» GOALS:
1. List the setbacks that the piece on Obama and listening says the president faced one year into his term.
2. Go on with the piece on Obama and listening from the point where it stops.

» EXCERPT TO READ:

IMMEDIATELY after taking office in January last year, United States President Barack Obama began pushing an ambitious agenda.
He was eager to make progress in ramping up a faltering economy, creating new jobs, saving banks, fighting wars and numerous other areas.
One year later, how has Obama fared?
His approval ratings have dropped, few of his initiatives have borne fruit, and his party lost iconic Senator Ted Kennedy’s seat in a bitterly contested election.
In the wake of these setbacks, President Obama reassessed his situation.
He realised that he needed to listen to the people. They were worried about jobs and the economy, and he needed to address their paramount concerns.
No one would deny President Obama’s talents.
He is intelligent, energetic and charming. His speaking ability is legendary. He is a confident and charismatic leader. But he was too busy leading to listen.
Listening does not immediately spring to mind when listing the most important qualities of a leader.
But followers clearly value a leader who listens.
A good listener listens actively. There are several components of active listening:
Paraphrasing. Restate what the speaker said in your own words. This shows him you were, in fact, listening to what he just said.
More importantly, it allows you to clarify his meaning if he feels you did not understand his message.
Red flags. The speaker may use certain red flag words. These are ambiguous words or phrases such as “that’s interesting” or “my problem”.
When you hear a red flag word, follow up to gain further understanding.
For example, ask: “What do you mean by ‘interesting’? Interesting in what way?”
Or you can say: “Tell me more about your problem.”

» DATA:
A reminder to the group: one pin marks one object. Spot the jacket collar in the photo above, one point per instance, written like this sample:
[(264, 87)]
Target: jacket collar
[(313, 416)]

» FINAL ANSWERS:
1.
- His approval ratings dropped.
- Few of his initiatives bore fruit.
- His party lost Senator Ted Kennedy's seat in a bitterly contested election.

2.
Listen for opportunities to learn more about the speaker and his needs.
Encouraging the speaker. You can encourage the speaker verbally with comments such as “I see”, “Really?” or “And then what happened?”.
This prompts the speaker to continue, giving you more opportunities to listen and learn.
You can also encourage the speaker non-verbally by aligning yourself with him, nodding in agreement and looking him in the eye.
A good listener listens actively. But that doesn’t mean he is really listening. After all, robots can be programmed to nod their head and say “I see” every few seconds. Active listening can be faked.
A great listener goes one giant step beyond active listening.
Great listeners listen empathetically. Empathetic listening includes active listening and another valuable element: reflecting feelings.
An empathetic listener understands what’s on the speaker’s mind and also feels what’s in his heart.
He reflects the speaker’s feelings verbally and non-verbally.
He will ask questions that reflect the speaker’s emotional state, such as “You must be very proud” or “That sounds exciting!”
His facial expression will also mirror what the speaker is feeling.
You must first identify the emotion the speaker is feeling and then feed it back to him.
You cannot do this unless you truly understand what the speaker is feeling. You cannot fake empathetic listening.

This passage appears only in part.